EXERCISE OBJECTIVE – Render the data below as a Markdown table with the columns Row and Line, giving each nonblank line its own numbered row. Omit the pictures from the table.
--- start EXTRACTED MATERIAL ---
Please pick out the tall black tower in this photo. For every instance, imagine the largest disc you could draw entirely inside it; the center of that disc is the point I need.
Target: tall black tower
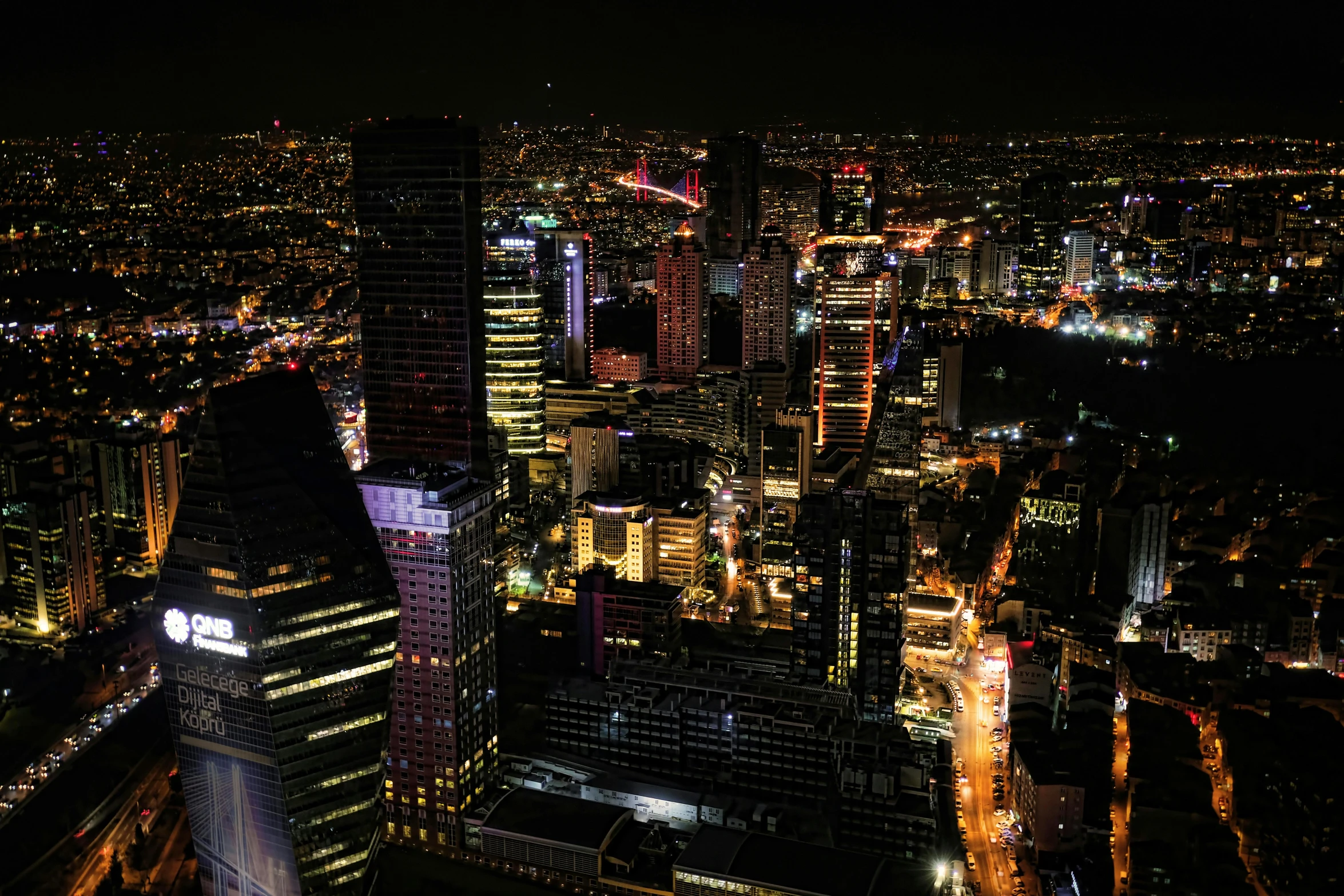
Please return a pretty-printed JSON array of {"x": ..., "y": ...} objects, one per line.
[
  {"x": 419, "y": 210},
  {"x": 1041, "y": 256},
  {"x": 276, "y": 625},
  {"x": 733, "y": 183}
]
--- end EXTRACTED MATERIAL ---
EXERCISE RESULT –
| Row | Line |
|---|---|
| 1 | Please pick out the tall black tower in this photo. For every instance, imagine the largest disc you could draw entirely inside it; the center of that disc is the point I need. |
| 2 | Target: tall black tower |
| 3 | Please return a pretty-printed JSON array of {"x": ..., "y": ...} objects, one per line. |
| 4 | [ |
| 5 |   {"x": 419, "y": 210}, |
| 6 |   {"x": 1041, "y": 256}, |
| 7 |   {"x": 276, "y": 625}, |
| 8 |   {"x": 733, "y": 183} |
| 9 | ] |